May 25 2007 In the Garden This Week

It is wrap up time in the garden, preparing it for its winter sojourn. Keep dividing up clumping perennials and plants.

  • If you have a glasshouse or conservatory, it is seed raising time for late winter plantings of annuals. It is a great deal cheaper to raise your own if you can, than to buy potted colour. If you have polystyrene trays (the sort that mushrooms used to come in), they make great seed trays provided you punch many holes in the bottom. Raising seed in trays under cover is generally a great deal more successful than just scattering a packet of seed where you hope it will grow. Our heavy rains through the winter can wash away and cake the soil, making it difficult for little germinating seeds.
  • If you have seed raising capabilities, sow a crop of mixed salad greens or micro veg to provide tasty winter salads. A tray of these grown under cover is very rewarding.
  • Continue wrenching those large plants that you are root pruning in preparation for moving. You should be on to your final cut.
  • Sow down a green crop in any part of the vegetable garden which is currently empty. It suppresses weeds and feeds the soil.
  • You can still sow winter spinach from seed and plant out silver beet for spring eating.
  • If you have not done it yet, get on to the copper and winter oil spray on the citrus as soon as you possibly can. This is the most important spray of the year and done now, the plants may not require any further spraying in the winter.
  • This is a critical time to keep on top of weeds everywhere with the rash of autumn germination taking hold. The snails might be starting to hibernate but the slugs remain alarmingly active.

* **ENTRIES SUPPLIED**:
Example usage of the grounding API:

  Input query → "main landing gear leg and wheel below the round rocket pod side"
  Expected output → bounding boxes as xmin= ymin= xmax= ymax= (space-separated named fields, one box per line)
==
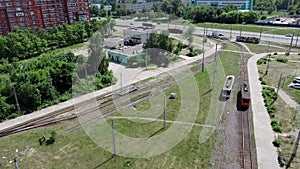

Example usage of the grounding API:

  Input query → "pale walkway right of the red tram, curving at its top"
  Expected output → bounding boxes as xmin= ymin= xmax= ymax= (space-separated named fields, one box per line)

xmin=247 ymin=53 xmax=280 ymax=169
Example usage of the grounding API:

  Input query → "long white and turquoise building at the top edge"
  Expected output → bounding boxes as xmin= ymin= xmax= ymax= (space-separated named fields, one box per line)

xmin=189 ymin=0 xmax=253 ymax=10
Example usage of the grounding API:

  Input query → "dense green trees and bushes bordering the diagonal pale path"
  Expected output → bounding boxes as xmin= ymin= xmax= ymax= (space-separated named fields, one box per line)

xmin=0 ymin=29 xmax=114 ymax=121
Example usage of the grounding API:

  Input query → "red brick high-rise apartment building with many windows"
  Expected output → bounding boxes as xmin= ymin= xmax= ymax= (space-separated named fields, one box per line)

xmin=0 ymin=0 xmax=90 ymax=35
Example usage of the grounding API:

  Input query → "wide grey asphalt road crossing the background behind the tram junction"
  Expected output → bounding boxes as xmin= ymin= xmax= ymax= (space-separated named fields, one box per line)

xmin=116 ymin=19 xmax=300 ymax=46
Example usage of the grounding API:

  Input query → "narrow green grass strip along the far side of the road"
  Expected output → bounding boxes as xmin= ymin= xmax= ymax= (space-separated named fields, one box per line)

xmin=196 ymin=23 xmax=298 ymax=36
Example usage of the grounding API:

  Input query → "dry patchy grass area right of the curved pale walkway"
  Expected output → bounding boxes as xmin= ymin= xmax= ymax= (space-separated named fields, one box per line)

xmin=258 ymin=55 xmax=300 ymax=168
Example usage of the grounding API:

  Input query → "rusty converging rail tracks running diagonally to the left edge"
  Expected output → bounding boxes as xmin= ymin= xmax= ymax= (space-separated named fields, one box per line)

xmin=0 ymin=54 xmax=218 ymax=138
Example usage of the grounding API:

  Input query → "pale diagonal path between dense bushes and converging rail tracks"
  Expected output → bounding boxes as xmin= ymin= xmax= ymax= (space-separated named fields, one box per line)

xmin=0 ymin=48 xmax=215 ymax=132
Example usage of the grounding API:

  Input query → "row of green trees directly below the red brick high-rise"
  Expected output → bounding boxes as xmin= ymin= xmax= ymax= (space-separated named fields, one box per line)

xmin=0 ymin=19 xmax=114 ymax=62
--
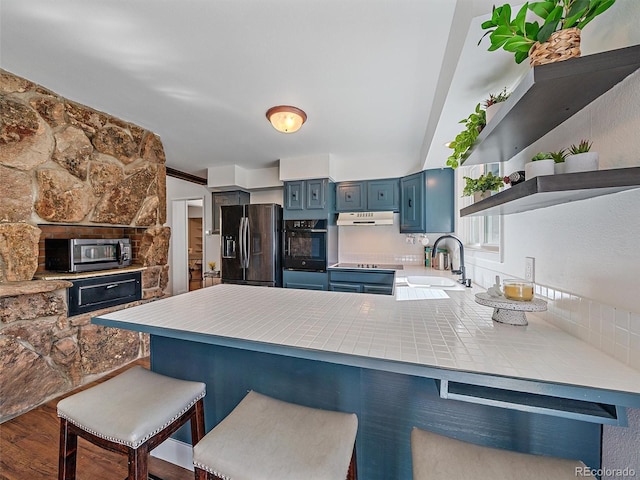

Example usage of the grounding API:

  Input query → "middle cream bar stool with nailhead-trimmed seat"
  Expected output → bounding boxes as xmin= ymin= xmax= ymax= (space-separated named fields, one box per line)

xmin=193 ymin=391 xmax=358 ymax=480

* **BRIEF A**: In the garden notes, what has to be done to polystyrene trays before they make good seed trays?
* **BRIEF B**: From the garden notes, extract the passage that opens with the words containing "It is wrap up" and closes with "is very rewarding.".
Work only from the garden notes when responding.

* **EXERCISE SOLUTION A**: Many holes must be punched in their bottoms.

* **EXERCISE SOLUTION B**:
It is wrap up time in the garden, preparing it for its winter sojourn. Keep dividing up clumping perennials and plants.

  • If you have a glasshouse or conservatory, it is seed raising time for late winter plantings of annuals. It is a great deal cheaper to raise your own if you can, than to buy potted colour. If you have polystyrene trays (the sort that mushrooms used to come in), they make great seed trays provided you punch many holes in the bottom. Raising seed in trays under cover is generally a great deal more successful than just scattering a packet of seed where you hope it will grow. Our heavy rains through the winter can wash away and cake the soil, making it difficult for little germinating seeds.
  • If you have seed raising capabilities, sow a crop of mixed salad greens or micro veg to provide tasty winter salads. A tray of these grown under cover is very rewarding.